(Records excerpted from a collection)
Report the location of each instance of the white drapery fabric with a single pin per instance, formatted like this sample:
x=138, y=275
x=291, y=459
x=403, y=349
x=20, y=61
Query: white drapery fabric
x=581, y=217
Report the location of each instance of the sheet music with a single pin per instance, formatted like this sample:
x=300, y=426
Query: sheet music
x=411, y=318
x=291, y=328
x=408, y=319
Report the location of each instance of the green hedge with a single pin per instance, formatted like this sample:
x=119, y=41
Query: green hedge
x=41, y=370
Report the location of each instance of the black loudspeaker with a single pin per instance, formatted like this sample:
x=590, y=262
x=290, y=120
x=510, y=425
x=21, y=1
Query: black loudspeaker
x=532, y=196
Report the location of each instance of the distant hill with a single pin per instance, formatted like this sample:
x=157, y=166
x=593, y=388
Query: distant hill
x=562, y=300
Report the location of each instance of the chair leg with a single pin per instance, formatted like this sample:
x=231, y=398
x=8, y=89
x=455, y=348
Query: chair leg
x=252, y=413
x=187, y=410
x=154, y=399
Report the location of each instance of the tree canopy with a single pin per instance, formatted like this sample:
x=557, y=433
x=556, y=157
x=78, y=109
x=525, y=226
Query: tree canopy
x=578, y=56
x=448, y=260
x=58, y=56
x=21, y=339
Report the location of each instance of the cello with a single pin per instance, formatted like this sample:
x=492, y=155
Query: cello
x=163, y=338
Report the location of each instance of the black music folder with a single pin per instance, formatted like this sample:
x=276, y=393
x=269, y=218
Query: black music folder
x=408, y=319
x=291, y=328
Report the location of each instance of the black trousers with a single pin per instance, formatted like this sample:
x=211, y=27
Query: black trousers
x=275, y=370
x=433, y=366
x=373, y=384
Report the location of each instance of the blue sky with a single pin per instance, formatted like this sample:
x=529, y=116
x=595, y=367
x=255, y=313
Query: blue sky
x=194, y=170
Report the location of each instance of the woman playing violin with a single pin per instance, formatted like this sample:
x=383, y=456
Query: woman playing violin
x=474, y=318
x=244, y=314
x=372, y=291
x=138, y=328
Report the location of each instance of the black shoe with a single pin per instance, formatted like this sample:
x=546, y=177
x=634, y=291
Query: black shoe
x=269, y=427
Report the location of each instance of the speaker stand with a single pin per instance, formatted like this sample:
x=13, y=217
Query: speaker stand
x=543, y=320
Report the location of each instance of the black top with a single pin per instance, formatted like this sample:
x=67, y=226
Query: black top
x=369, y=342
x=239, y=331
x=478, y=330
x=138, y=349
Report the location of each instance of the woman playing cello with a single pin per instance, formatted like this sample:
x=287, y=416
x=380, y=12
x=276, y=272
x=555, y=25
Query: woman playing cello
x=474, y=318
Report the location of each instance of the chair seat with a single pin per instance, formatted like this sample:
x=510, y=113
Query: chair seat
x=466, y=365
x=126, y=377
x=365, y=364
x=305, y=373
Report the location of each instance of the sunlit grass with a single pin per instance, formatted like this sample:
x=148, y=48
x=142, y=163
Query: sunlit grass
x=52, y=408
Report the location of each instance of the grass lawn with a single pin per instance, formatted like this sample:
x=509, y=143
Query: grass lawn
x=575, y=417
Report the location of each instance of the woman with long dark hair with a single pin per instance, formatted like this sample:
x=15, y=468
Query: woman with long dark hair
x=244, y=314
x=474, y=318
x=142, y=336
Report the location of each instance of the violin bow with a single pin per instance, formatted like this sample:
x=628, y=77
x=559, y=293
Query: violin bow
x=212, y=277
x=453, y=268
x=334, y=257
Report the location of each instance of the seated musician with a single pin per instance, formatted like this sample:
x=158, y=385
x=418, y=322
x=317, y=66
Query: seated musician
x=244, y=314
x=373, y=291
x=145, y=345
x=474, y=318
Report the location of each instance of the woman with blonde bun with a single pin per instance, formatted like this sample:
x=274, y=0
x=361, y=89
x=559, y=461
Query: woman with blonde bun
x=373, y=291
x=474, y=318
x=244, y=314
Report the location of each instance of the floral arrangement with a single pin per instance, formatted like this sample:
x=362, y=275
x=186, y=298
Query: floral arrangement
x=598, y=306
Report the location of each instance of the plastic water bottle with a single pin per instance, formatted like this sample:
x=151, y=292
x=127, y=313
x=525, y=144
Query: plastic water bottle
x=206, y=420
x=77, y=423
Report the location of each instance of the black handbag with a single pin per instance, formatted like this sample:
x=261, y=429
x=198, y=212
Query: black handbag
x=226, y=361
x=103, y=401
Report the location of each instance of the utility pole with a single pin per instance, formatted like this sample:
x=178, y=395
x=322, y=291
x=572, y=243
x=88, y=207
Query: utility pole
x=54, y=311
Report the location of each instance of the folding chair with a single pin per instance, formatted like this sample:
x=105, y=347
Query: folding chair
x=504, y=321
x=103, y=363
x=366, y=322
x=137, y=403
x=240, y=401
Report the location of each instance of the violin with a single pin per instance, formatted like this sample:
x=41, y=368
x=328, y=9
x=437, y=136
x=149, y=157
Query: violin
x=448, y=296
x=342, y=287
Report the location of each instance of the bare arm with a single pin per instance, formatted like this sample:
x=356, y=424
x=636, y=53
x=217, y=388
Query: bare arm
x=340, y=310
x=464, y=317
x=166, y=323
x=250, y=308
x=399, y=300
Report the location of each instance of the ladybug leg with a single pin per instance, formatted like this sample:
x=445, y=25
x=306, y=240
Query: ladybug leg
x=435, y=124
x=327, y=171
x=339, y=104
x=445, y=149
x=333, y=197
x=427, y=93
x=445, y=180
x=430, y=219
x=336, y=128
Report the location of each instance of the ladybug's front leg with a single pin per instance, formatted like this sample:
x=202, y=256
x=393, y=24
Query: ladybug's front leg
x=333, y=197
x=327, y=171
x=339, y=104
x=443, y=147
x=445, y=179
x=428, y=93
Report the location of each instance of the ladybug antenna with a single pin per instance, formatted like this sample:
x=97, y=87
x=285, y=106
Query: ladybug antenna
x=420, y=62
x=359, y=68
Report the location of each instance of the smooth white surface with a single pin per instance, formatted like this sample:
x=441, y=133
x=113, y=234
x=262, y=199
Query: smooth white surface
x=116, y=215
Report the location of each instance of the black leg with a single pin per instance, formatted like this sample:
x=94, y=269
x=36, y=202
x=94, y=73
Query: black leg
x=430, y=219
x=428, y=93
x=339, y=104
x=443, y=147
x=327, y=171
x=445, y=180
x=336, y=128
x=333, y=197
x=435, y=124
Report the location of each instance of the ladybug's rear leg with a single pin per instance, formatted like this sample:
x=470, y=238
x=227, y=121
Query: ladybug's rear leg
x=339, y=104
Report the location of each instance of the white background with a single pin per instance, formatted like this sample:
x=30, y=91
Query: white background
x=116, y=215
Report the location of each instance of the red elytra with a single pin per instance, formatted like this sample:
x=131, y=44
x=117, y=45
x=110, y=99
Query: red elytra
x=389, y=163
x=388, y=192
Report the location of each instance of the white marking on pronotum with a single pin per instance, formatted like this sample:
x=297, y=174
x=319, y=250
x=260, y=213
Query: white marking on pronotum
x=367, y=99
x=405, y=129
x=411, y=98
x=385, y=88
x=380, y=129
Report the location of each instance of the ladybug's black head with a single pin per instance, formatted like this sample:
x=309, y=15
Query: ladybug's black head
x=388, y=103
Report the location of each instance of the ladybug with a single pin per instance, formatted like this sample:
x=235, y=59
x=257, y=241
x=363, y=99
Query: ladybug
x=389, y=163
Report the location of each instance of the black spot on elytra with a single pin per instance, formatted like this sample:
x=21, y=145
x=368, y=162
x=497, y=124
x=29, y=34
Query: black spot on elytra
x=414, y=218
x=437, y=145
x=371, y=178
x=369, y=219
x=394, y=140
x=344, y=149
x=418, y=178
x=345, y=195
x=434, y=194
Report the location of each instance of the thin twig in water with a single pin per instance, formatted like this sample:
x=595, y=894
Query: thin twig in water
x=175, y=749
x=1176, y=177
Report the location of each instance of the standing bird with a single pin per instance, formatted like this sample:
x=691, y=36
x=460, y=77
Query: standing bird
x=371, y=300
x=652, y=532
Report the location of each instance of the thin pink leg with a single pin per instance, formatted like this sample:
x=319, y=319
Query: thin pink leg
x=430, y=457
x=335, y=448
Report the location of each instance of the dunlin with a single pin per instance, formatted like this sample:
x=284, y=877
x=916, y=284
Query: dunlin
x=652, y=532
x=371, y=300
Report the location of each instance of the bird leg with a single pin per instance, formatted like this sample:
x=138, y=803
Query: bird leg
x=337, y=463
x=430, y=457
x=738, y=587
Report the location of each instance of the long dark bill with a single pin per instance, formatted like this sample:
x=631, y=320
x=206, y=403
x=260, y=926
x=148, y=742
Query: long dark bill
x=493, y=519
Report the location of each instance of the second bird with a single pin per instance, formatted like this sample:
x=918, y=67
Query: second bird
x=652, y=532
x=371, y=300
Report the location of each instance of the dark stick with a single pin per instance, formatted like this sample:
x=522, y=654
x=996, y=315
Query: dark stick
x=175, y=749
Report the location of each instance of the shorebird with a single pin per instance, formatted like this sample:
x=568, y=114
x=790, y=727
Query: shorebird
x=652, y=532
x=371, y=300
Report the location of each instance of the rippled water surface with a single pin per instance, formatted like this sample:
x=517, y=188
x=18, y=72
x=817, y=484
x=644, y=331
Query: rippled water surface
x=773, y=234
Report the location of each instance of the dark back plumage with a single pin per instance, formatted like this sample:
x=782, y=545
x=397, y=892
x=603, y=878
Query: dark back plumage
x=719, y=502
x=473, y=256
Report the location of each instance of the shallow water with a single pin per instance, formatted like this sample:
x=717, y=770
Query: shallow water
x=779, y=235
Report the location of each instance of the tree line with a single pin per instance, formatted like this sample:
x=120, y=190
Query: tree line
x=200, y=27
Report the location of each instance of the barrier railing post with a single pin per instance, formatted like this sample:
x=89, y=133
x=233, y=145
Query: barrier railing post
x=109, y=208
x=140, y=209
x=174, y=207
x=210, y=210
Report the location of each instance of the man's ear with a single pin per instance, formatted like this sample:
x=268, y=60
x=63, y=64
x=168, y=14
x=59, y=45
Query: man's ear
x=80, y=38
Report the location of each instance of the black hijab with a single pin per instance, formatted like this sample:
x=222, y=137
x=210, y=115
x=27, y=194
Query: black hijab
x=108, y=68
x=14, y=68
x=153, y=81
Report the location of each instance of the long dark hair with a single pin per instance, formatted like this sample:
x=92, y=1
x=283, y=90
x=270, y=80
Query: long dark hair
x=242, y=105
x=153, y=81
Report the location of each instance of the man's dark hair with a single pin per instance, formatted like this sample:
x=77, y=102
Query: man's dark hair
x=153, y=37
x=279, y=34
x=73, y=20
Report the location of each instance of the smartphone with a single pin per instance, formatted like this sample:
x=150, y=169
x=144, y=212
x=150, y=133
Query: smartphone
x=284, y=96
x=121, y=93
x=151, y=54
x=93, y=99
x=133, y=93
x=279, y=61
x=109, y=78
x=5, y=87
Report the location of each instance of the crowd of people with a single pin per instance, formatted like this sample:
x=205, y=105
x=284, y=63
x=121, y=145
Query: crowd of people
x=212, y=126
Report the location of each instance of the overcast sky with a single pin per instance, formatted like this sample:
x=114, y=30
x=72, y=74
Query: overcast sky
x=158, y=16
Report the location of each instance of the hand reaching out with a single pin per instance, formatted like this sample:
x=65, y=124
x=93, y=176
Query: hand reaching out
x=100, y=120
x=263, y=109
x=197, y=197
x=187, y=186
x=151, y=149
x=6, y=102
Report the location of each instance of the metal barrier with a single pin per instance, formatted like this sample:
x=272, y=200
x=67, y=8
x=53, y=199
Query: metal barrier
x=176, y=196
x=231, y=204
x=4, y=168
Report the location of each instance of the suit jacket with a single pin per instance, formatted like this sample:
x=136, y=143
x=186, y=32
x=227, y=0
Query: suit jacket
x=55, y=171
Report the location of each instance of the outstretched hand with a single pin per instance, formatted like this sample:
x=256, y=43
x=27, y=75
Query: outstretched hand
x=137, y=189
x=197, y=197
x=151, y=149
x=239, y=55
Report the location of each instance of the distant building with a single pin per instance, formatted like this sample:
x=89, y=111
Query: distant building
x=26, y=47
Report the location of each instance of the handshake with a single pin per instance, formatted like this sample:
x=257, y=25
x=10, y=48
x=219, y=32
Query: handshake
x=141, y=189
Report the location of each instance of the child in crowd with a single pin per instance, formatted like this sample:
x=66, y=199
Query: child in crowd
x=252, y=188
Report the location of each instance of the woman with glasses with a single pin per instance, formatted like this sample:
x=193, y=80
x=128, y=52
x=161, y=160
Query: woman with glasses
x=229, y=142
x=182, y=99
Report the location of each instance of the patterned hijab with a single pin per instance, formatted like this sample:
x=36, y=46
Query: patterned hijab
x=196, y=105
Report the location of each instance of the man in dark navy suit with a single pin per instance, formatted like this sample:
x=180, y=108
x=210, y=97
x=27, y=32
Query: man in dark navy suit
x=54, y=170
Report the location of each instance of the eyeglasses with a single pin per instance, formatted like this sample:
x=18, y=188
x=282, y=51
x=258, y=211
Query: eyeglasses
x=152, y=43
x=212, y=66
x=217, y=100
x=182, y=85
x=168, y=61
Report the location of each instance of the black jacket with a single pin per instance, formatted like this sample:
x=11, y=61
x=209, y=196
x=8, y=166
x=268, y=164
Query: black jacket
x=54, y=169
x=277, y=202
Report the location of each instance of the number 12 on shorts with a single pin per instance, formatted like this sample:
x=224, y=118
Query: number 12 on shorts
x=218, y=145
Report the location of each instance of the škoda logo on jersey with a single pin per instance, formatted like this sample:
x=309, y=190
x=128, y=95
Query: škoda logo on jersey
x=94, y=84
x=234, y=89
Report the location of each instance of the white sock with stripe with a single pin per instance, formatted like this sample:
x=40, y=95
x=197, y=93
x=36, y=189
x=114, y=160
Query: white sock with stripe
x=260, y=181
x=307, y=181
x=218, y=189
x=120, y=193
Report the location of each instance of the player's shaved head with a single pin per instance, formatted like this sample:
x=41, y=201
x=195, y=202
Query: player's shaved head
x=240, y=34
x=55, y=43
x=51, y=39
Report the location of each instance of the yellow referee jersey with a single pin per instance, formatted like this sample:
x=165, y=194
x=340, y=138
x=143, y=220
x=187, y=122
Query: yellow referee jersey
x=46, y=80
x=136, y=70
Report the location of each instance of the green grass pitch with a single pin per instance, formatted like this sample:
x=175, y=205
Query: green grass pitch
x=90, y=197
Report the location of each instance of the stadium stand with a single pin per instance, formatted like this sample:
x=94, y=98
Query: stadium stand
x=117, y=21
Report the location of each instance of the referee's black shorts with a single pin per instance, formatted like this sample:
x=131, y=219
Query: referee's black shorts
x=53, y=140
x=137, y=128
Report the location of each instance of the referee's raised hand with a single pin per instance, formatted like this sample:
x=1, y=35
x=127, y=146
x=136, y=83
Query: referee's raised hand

● Exercise instructions: From the records above, pull out every line containing the word "raised".

● Solution to this task:
Report the location of each instance of the referee's raised hand with a single pin per instance, formatted like this sample:
Query: referee's raised hand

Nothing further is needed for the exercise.